**PASSAGE:**
___
I had posted this same question a few weeks ago, and I'm about ready to give
up and just deal with the fact it's indexing more than I'd like. I've got my
site at winnefox.org/wals/new Problem is, it indexes everything in
winnefox.org (which is an entirely different department) as well as
everything in the wals folder. I've spent hours looking over the help
section at the bottom of spider.pl for all the references to call-back and
test_url and I'm just not getting it. Are there any example's anywhere that
explain this more plainly/ step-by-step? Kind of like a dummies guide?
Thank you in advance for any help you can provide.
> -----Original Message-----
> From: Bill Moseley [mailto:firstname.lastname@example.org]
> At 10:51 PM 06/29/02 -0700, Sutherland, Paul wrote:
> >I want to only index certain directories on a server.
___
**TASKS AND EXERCISES:**
• 1. Return the part of the indexing post starting at "Thank you in" and ending at "on a server.".
• 2. In the indexing post, where did the writer spend hours looking for references to call-back and test_url?
• 3. Write what comes next in the indexing post, picking up after its final line.
The material after this point comes from a different source.

**DATA:**
___
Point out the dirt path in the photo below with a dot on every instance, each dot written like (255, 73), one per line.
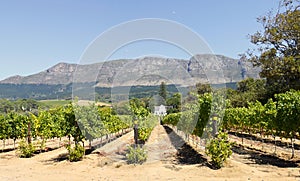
___
**ANSWERS BELOW:**
• 1.
Thank you in advance for any help you can provide.
> -----Original Message-----
> From: Bill Moseley [mailto:firstname.lastname@example.org]
> At 10:51 PM 06/29/02 -0700, Sutherland, Paul wrote:
> >I want to only index certain directories on a server.

• 2. In the help section at the bottom of spider.pl.

• 3.
> >e.g. http://something.com/foo & http://somthing.com/bar but
> not the rest of
> >the site
> This is reasonably easy with 2.1-dev and the spider.pl file
> if you know a
> little perl.
> When using the spider.pl program you can define a call-back
> function that
> gets called for every URL extracted from the page. If the call-back
> function returns false then that URL will not be added to the
> list of URLs
> to spider.
> >From the top level directory of the swish-e distribution:
> perldoc prog-bin/spider.pl
> and search for "test_url".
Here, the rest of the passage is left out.